:: Description of the task ::
Exact copies of all the records are the expected output.

:: Records from a dataset ::
________________________
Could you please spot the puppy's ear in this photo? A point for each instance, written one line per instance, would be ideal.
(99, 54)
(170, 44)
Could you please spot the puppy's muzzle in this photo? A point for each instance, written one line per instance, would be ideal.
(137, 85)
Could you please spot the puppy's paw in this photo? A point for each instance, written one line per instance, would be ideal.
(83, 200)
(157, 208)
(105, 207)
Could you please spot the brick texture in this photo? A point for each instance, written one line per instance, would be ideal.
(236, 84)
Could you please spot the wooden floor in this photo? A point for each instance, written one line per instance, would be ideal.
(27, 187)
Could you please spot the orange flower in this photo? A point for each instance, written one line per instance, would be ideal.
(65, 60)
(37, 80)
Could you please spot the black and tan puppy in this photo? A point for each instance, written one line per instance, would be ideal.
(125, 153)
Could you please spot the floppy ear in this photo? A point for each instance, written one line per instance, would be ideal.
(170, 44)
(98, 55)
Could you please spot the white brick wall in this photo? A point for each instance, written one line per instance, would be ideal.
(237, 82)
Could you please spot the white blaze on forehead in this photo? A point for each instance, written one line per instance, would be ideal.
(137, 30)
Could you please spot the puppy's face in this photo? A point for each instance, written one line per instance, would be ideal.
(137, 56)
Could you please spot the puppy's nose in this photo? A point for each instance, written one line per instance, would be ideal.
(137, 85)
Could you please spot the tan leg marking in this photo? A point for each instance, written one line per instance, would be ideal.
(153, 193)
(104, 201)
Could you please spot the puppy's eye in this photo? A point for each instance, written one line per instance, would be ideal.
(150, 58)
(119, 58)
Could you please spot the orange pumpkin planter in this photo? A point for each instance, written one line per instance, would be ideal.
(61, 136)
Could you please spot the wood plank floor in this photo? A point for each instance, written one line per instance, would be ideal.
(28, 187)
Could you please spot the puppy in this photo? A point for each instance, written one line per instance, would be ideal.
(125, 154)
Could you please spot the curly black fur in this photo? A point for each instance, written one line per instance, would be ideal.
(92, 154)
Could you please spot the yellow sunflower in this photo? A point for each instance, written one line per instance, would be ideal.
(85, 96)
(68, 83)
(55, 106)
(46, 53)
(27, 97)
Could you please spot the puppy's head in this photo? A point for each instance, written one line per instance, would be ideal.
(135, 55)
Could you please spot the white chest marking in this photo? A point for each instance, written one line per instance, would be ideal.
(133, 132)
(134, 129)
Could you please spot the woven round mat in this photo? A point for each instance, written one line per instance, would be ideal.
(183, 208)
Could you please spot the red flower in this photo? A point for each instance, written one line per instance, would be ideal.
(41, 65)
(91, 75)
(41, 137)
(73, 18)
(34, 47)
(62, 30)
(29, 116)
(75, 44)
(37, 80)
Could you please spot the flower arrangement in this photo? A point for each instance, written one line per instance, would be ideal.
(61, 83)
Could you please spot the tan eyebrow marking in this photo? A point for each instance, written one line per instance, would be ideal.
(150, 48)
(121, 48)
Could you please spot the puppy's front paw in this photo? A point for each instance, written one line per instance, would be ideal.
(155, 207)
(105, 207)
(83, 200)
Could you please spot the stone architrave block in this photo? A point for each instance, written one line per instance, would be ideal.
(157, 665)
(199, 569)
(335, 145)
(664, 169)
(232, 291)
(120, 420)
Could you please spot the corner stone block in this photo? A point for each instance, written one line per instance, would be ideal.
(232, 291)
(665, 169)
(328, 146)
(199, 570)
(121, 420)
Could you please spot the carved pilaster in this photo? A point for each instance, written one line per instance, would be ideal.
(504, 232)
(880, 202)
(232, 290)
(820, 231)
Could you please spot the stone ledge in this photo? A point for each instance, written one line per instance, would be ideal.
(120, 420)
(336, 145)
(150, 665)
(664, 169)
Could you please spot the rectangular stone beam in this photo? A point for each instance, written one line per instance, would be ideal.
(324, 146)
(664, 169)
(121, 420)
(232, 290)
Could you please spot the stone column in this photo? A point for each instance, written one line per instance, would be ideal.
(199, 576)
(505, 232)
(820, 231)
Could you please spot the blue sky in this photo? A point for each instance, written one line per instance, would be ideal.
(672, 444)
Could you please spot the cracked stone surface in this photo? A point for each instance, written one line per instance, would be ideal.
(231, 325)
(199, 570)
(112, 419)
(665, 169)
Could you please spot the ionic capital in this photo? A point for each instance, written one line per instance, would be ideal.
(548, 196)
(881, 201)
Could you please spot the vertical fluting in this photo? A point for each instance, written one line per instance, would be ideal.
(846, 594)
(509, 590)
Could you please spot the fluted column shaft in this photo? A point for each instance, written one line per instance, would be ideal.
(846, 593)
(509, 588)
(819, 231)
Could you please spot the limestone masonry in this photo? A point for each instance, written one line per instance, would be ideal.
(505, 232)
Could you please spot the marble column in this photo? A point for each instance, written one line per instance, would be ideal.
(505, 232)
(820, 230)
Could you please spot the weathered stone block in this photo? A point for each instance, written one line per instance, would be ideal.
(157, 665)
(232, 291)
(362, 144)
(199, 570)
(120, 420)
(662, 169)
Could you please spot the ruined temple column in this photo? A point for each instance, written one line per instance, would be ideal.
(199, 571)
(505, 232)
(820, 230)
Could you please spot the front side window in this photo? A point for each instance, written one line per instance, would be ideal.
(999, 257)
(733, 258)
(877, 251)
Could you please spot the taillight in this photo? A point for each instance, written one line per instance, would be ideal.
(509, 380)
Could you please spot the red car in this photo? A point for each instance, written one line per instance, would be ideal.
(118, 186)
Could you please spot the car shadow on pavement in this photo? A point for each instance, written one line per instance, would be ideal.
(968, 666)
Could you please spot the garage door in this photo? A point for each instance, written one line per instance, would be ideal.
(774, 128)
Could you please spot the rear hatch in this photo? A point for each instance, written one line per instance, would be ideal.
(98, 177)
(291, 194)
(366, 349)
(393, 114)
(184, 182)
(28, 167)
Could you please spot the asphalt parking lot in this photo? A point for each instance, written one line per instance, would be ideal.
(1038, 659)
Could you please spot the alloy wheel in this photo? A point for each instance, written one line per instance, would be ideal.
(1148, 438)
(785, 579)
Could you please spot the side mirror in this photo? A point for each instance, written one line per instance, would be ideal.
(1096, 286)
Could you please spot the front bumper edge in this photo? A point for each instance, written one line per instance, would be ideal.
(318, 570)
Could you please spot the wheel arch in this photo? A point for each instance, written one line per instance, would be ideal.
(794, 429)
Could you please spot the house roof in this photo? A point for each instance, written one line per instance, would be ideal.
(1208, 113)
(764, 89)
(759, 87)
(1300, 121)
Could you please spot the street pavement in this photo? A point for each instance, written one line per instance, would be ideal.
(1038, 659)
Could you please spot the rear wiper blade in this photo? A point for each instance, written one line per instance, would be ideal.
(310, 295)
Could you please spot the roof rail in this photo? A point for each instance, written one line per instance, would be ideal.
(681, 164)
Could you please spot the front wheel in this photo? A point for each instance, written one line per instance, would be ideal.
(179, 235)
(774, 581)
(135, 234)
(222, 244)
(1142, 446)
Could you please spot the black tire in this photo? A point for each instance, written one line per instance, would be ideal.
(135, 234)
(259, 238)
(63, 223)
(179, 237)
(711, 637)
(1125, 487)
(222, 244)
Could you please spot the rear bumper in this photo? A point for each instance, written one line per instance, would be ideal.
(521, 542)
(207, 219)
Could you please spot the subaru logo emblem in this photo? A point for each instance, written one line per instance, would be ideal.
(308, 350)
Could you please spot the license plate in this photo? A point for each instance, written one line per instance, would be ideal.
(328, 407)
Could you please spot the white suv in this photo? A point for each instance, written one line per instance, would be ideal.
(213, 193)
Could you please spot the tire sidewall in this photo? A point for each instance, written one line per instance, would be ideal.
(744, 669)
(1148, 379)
________________________
:: Solution for this exercise ::
Could you please spot the puppy's ear in this photo? A point for each instance, written one line per instance, would be ideal.
(99, 54)
(170, 44)
Could you please spot the puppy's muzzle in this photo? A point for each instance, written one line per instance, would be ideal.
(137, 85)
Could you please spot the puppy's paw in this photo? A point for each instance, written one line per instance, would be ideal.
(83, 200)
(157, 208)
(105, 207)
Could you please spot the brick texture in this photo? A point for each instance, written one line per instance, would be ideal.
(236, 84)
Could you please spot the wooden floor in this photo? A point for each instance, written one line per instance, would be ideal.
(27, 187)
Could you please spot the orange flower in this photo? A point for each instance, written one line per instance, would be ideal.
(65, 60)
(37, 80)
Could you please spot the black and tan puppy in this photo? A point for each instance, written one line per instance, would be ideal.
(125, 153)
Could you please spot the floppy ear in this photo? A point for each instance, written one line per instance, would be ideal.
(170, 44)
(98, 55)
Could you please spot the white brick wall in this photo? A point for each instance, written one line per instance, would be ideal.
(237, 82)
Could you please spot the white blaze on forehead in this photo? A point for each instance, written one line per instance, would be ideal.
(137, 30)
Could you please spot the puppy's face in this photo? A point for each instance, written one line per instance, would be ideal.
(137, 56)
Could you please spot the puppy's nose in this photo? A point for each instance, written one line per instance, would be ideal.
(137, 85)
Could you please spot the tan leg marking in this photo? A point for each instance, written one line per instance, would be ideal.
(153, 193)
(104, 201)
Could you please spot the puppy's eye in this photo? A point for each instance, written one line per instance, would be ideal.
(150, 58)
(119, 58)
Could you please spot the orange pumpkin planter in this photo? A point for each instance, written one line per instance, would be ideal.
(61, 136)
Could you please spot the wood plank floor in this photo? A point for each instance, written one line per instance, would be ideal.
(28, 187)
Could you please spot the puppy in this photo? A point for each instance, written one line per instance, would be ideal.
(125, 154)
Could you please spot the curly black fur in this photo? A point for each instance, written one line per instance, would be ideal.
(92, 154)
Could you please spot the yellow sunflower in this photo? A point for each instance, written one line per instance, would be ideal.
(85, 96)
(68, 83)
(55, 106)
(46, 53)
(27, 97)
Could you please spot the puppy's head in this photo? A point for each instance, written one line per instance, would be ideal.
(135, 55)
Could you please spot the white chest marking in this photo? A point for each instance, written one line per instance, would be ideal.
(133, 132)
(134, 129)
Could you please spot the woven round mat in this photo? A point for each instance, written one line per instance, would be ideal.
(183, 208)
Could you please spot the red flower in this photo? A point for each instance, written one line per instance, would be ideal.
(41, 65)
(91, 75)
(41, 137)
(73, 18)
(34, 47)
(62, 30)
(29, 116)
(75, 44)
(37, 80)
Could you please spot the flower arrangement in this photo? A point for each instance, written one line per instance, would be ideal.
(61, 83)
Could you please spot the tan eyebrow marking in this photo? A point for each instance, written one line per instance, would be ideal.
(150, 48)
(121, 48)
Could you please spot the puppy's front paw in this photo? A point for each instance, written one line per instance, would be ideal.
(155, 207)
(105, 207)
(83, 200)
Could you please spot the stone architrave block in this photo? A point for each instance, written one line per instance, would be ideal.
(157, 665)
(199, 569)
(335, 145)
(664, 169)
(232, 291)
(120, 420)
Could you please spot the corner stone block in this photo? A point for each instance, written one line per instance, would be ideal.
(232, 291)
(665, 169)
(328, 146)
(199, 570)
(121, 420)
Could you please spot the carved pilaster in this photo? A point for each instance, written one line per instance, would be ideal.
(504, 232)
(880, 202)
(232, 290)
(820, 231)
Could you please spot the stone ledge in this photo? A point for each instance, written one line per instance, would be ideal.
(120, 420)
(336, 145)
(150, 665)
(664, 169)
Could you please spot the rectangular stone beam in this photo? A point for each instance, written one line per instance, would be ideal.
(324, 146)
(664, 169)
(121, 420)
(232, 290)
Could you please spot the stone column in this photo? A point for each instance, written one line per instance, would be ideal.
(199, 576)
(505, 232)
(820, 231)
Could you please spot the blue sky in this photo? A point for each instance, written one line per instance, would be ideal.
(672, 444)
Could you please spot the cracked stone surface in this photo? A point for each instance, written one line per instance, would be ideal.
(231, 325)
(199, 570)
(112, 419)
(665, 169)
Could you please spot the ionic capital in this photo? A point for each instance, written one line per instance, would be ideal.
(548, 196)
(881, 201)
Could you please spot the vertical fluting in this photo? A point for each instance, written one line per instance, would be ideal.
(846, 594)
(509, 590)
Could you please spot the fluted column shaft in this photo? A point for each instance, written one line per instance, would be ideal.
(846, 593)
(509, 588)
(819, 231)
Could you please spot the limestone masonry in this photo? A point for each instance, written one line per instance, would be ideal.
(505, 232)
Could you please spot the marble column in this photo? A point for each instance, written one line per instance, would be ideal.
(505, 232)
(820, 230)
Could you please spot the weathered stone block in this photo? A point for each instance, written one line per instance, would be ideal.
(157, 665)
(232, 291)
(362, 144)
(199, 570)
(120, 420)
(662, 169)
Could you please spot the ruined temple column in this photo? A point for each instance, written one line per instance, would be ideal.
(199, 571)
(505, 232)
(820, 230)
Could you please spot the front side window in this photo? A point for each instance, written one line per instance, would be ideal.
(999, 257)
(733, 258)
(877, 251)
Could you please spot the taillight in this photo? A point for each instance, written one line per instance, would be ideal.
(509, 380)
Could you please spot the red car in this photo? A point for each instance, written one line per instance, would be ideal.
(118, 186)
Could you please spot the car shadow on pavement in this photo? A point for each instance, written one line per instance, would be ideal.
(968, 666)
Could you please spot the garage door in this photo? A point for each instance, written one line per instance, would be ideal.
(774, 128)
Could you please spot the rear hatch in this photo? A point for each instance, written one line per instance, would be ideal.
(98, 177)
(291, 194)
(366, 349)
(393, 114)
(184, 182)
(28, 167)
Could you please spot the asphalt parking lot in this photo? A point for each instance, written one line per instance, would be ideal.
(1038, 659)
Could you please spot the alloy wheel in this photo? A point for each instance, written one line per instance, would be ideal.
(1148, 438)
(785, 579)
Could you please spot the side mirror in this photo? A point for each instance, written one line per instance, would be ideal.
(1096, 286)
Could you please spot the front bumper edge in this photo? A point for each instance, written one line per instance, would be ideal.
(318, 570)
Could you please spot the wheel arch in this photo? A point for each instance, written one line per instance, would be ideal.
(794, 429)
Could you please spot the house roof in this photo? A point for each instance, written one line per instance, would be ideal.
(1208, 113)
(764, 89)
(759, 87)
(1300, 121)
Could you please spot the street pavement in this photo? A point for each instance, written one line per instance, would be ideal.
(1038, 659)
Could you please spot the rear wiper blade in this photo? A point for each instance, written one line per instance, would be ideal.
(310, 295)
Could you please spot the roof rail in this photo? A point for each instance, written one line per instance, would be ideal.
(681, 164)
Could you please spot the front wheel in this photo? A point for each instance, written one line per instance, would be ideal.
(179, 235)
(774, 581)
(135, 234)
(222, 244)
(1142, 446)
Could you please spot the black tire in this photo? A point for each instance, written one line per instance, would be ideal.
(135, 234)
(259, 238)
(63, 223)
(179, 237)
(711, 637)
(1125, 487)
(222, 244)
Could you please spot the rear bumper in this photo? A point for each instance, written one line per instance, would be ideal.
(521, 542)
(207, 219)
Could you please spot the subaru logo emblem in this photo? A point for each instance, written one line per instance, would be ideal.
(308, 350)
Could you please spot the license plate in this photo? A point for each instance, written one line per instance, would be ideal.
(328, 407)
Could you please spot the white suv in this photo? A point for each instance, written one line per instance, would be ideal.
(213, 193)
Could you please spot the tire sidewall in this photo? A point for each instance, written one line per instance, would be ideal.
(744, 669)
(1148, 379)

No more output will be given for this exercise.